Goal of the exercise:
Repeat the data in full. No line may differ from the original.
═════ Data excerpts ═════
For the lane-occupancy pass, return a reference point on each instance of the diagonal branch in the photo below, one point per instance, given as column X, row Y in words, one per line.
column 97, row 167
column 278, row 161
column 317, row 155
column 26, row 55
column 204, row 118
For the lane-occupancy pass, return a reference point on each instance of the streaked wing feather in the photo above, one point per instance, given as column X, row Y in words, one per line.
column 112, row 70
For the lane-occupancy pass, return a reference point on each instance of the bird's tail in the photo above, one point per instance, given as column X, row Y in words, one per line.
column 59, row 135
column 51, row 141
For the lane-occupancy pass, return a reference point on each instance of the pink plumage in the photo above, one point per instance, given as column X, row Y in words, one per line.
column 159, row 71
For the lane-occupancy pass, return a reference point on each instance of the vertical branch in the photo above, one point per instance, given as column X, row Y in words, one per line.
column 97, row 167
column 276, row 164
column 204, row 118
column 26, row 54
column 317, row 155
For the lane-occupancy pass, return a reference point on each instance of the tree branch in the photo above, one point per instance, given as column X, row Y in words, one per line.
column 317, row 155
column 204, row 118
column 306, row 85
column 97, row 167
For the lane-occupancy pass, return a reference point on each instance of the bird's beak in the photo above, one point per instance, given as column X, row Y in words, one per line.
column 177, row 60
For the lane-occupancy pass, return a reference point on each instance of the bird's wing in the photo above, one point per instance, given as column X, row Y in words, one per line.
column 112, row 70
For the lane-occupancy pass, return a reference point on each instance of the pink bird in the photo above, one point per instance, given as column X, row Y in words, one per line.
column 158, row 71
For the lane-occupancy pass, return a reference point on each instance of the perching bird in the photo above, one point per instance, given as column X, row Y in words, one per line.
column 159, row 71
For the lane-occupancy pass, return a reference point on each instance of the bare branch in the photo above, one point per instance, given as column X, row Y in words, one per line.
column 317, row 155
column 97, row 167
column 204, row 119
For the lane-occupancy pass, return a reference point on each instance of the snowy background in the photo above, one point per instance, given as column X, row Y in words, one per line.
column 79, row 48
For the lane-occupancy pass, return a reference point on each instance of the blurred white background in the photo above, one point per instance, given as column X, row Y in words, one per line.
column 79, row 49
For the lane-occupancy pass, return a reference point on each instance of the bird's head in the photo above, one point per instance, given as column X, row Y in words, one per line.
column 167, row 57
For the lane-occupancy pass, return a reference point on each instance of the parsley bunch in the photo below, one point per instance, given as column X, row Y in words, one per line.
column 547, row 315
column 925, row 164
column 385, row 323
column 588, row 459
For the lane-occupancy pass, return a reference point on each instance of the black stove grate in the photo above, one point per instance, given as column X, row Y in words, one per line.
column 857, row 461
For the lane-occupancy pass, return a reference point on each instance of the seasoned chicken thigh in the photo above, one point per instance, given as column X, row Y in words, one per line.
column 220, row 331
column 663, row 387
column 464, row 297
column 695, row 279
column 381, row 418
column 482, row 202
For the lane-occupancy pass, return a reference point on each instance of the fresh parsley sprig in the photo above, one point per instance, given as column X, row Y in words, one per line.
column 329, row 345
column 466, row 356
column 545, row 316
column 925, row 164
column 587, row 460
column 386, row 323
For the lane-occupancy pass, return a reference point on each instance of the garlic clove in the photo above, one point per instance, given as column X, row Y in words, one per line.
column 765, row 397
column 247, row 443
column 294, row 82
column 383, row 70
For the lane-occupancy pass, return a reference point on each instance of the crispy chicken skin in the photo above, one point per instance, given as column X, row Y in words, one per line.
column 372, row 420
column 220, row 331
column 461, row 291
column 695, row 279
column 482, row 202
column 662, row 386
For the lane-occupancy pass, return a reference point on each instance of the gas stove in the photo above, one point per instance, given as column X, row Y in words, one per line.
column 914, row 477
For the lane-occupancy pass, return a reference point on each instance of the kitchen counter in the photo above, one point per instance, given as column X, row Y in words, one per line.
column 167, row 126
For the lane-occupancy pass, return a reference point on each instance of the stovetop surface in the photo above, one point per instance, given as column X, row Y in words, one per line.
═════
Finished task:
For the lane-occupancy pass, return a reference point on each instance of the diagonal branch in the photo below, one point per instance, given as column X, row Y in words, one per line.
column 97, row 167
column 278, row 161
column 317, row 155
column 26, row 55
column 204, row 118
For the lane-occupancy pass, return a reference point on each instance of the streaked wing feather in the photo above, one point per instance, given as column X, row Y in words, one per line.
column 112, row 70
For the lane-occupancy pass, return a reference point on each instance of the bird's tail in the photo above, one point per instance, given as column X, row Y in words, one per line.
column 59, row 135
column 51, row 141
For the lane-occupancy pass, return a reference point on each instance of the pink plumage in the photo above, one point per instance, given as column X, row Y in words, one per line.
column 159, row 71
For the lane-occupancy pass, return a reference point on each instance of the vertical branch in the photo above, one point per instance, given as column X, row Y in words, one per line.
column 97, row 167
column 276, row 164
column 204, row 118
column 26, row 54
column 317, row 155
For the lane-occupancy pass, return a reference point on each instance of the tree branch in the photo above, one point per instance, given as column X, row Y in words, one per line.
column 317, row 155
column 204, row 118
column 306, row 85
column 97, row 167
For the lane-occupancy pass, return a reference point on each instance of the bird's beak in the photo above, one point per instance, given as column X, row Y in words, one per line.
column 177, row 60
For the lane-occupancy pass, return a reference point on each instance of the bird's wing in the photo above, one point per instance, given as column X, row Y in words, one per line.
column 112, row 70
For the lane-occupancy pass, return a reference point on each instance of the pink bird in the photo above, one point per instance, given as column X, row Y in words, one per line.
column 158, row 71
For the lane-occupancy pass, return a reference point on each instance of the perching bird in the photo above, one point per instance, given as column X, row Y in words, one per line.
column 159, row 71
For the lane-occupancy pass, return a reference point on each instance of the bare branch in the photo above, one point per instance, given as column X, row Y in words, one per line.
column 317, row 155
column 97, row 167
column 204, row 119
For the lane-occupancy pass, return a reference point on each instance of the snowy background in the photo above, one point per instance, given as column X, row Y in words, one per line.
column 79, row 48
For the lane-occupancy pass, return a reference point on each instance of the blurred white background in the photo above, one point per instance, given as column X, row Y in words, one per line.
column 79, row 49
For the lane-occupancy pass, return a reference point on each instance of the bird's head in the photo above, one point per instance, given as column X, row Y in words, one per line.
column 167, row 57
For the lane-occupancy pass, return a reference point on each instance of the parsley bunch in the photo below, one point per instance, given as column X, row Y in words, one per line.
column 547, row 315
column 925, row 164
column 385, row 323
column 588, row 459
For the lane-occupancy pass, return a reference point on each instance of the black stove grate in the photo above, one point per instance, given as column X, row Y in words, one per line.
column 857, row 461
For the lane-occupancy pass, return a reference point on each instance of the seasoned chicken thigh in the photo above, one point per instance, given as column X, row Y in words, one per line.
column 220, row 331
column 663, row 387
column 464, row 297
column 695, row 279
column 381, row 418
column 482, row 202
For the lane-occupancy pass, return a reference point on each instance of the fresh parsley sprig in the photo above, one point per instance, given as column X, row Y in words, one per line.
column 329, row 345
column 466, row 356
column 545, row 316
column 925, row 164
column 587, row 460
column 386, row 323
For the lane-occupancy pass, return a reference point on each instance of the garlic clove in the photo above, one point per instance, given as column X, row Y in words, one per line.
column 765, row 397
column 247, row 443
column 294, row 82
column 383, row 70
For the lane-occupancy pass, return a reference point on each instance of the crispy chicken skin in the photo above, one point per instance, given as column X, row Y in words, one per line.
column 372, row 420
column 220, row 331
column 461, row 291
column 695, row 279
column 482, row 202
column 662, row 386
For the lane-occupancy pass, return a reference point on each instance of the gas stove in the photo above, one point per instance, given as column X, row Y in words, one per line.
column 914, row 477
For the lane-occupancy pass, return a reference point on each instance of the kitchen counter in the photo above, one point per instance, given as column X, row Y in words, one per line.
column 167, row 126
For the lane-occupancy pass, return a reference point on each instance of the stovetop surface in the photo above, one point per instance, given as column X, row Y in words, one per line.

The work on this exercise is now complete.